» **Instructions to follow**:
Copy the records below exactly as they are written.

Referring expression pointing data:
------------------------------

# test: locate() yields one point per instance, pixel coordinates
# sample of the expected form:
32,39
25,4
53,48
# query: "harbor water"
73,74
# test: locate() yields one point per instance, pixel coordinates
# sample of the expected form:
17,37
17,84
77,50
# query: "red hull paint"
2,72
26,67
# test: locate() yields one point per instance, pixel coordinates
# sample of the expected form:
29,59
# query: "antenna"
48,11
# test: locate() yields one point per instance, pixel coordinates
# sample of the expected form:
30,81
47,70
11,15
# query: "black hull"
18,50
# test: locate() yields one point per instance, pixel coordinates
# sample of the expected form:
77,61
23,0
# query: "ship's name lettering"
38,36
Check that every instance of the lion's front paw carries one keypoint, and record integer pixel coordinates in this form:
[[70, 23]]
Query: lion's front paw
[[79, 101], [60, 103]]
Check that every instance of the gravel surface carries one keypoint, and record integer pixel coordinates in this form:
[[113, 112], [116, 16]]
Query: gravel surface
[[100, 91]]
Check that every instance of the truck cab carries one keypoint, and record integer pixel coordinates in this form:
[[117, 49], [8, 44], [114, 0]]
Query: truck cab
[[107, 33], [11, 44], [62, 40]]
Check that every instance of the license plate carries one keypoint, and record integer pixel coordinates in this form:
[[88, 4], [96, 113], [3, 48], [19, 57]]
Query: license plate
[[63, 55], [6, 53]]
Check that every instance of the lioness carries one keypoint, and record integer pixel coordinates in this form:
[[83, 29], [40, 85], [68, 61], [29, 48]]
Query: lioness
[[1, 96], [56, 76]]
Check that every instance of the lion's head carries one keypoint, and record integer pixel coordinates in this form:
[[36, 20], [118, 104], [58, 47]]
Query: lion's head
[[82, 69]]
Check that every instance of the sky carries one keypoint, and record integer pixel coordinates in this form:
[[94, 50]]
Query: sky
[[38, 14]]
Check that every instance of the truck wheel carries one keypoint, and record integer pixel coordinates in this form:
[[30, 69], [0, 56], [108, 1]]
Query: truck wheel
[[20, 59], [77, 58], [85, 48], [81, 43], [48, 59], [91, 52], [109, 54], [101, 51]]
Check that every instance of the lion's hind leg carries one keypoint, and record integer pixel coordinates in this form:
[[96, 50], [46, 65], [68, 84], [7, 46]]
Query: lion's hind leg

------------------------------

» **Written solution**:
# test: locate() yields one point per instance, pixel coordinates
# sample of the expected form:
32,39
25,4
53,48
# query: "harbor water"
73,74
# test: locate() yields one point per instance, pixel coordinates
# sample of the expected form:
17,37
17,84
77,50
# query: "red hull paint"
2,72
26,67
# test: locate() yields one point per instance, pixel coordinates
# sample of the expected form:
29,59
# query: "antenna"
48,11
# test: locate() yields one point per instance, pixel coordinates
# sample of the expected form:
30,81
47,70
11,15
# query: "black hull"
18,50
# test: locate() yields one point per instance, pixel coordinates
# sample of the expected form:
77,61
23,0
# query: "ship's name lettering"
38,36
Check that every instance of the lion's front paw carries one keypoint, and record integer pixel coordinates in this form:
[[70, 23]]
Query: lion's front paw
[[79, 101], [60, 103]]
Check that every instance of the gravel surface carries one keypoint, and record integer pixel coordinates in this form:
[[113, 112], [116, 16]]
Query: gravel surface
[[100, 91]]
Check that every instance of the truck cab carries one keypoint, and record integer pixel coordinates in this form:
[[117, 49], [8, 44], [114, 0]]
Query: truck cab
[[107, 33], [11, 44], [62, 40]]
Check that every instance of the license plate carries one keypoint, and record integer pixel coordinates in this form:
[[88, 4], [96, 113], [3, 48], [19, 57]]
Query: license plate
[[63, 55], [6, 53]]
Check that every instance of the lioness carries one keypoint, and record integer pixel coordinates in this form:
[[83, 29], [40, 85], [68, 61], [29, 48]]
Query: lioness
[[1, 96], [56, 76]]
Check that every instance of the lion's head carries one keypoint, and record integer pixel coordinates in this form:
[[36, 20], [118, 104], [58, 47]]
Query: lion's head
[[82, 69]]
Check that every instance of the sky carries one keypoint, and record integer pixel coordinates in this form:
[[94, 50]]
Query: sky
[[38, 14]]
Check that every instance of the truck wheel carries one keypoint, and record integer pixel coordinates in this form:
[[30, 69], [0, 56], [108, 1]]
Query: truck wheel
[[20, 59], [77, 58], [85, 48], [81, 43], [48, 59], [91, 52], [109, 54], [101, 51]]
Check that every instance of the lion's hind leg carries one keypoint, and record integer pixel coordinates in this form:
[[96, 50], [46, 65], [68, 84], [7, 46]]
Query: lion's hind leg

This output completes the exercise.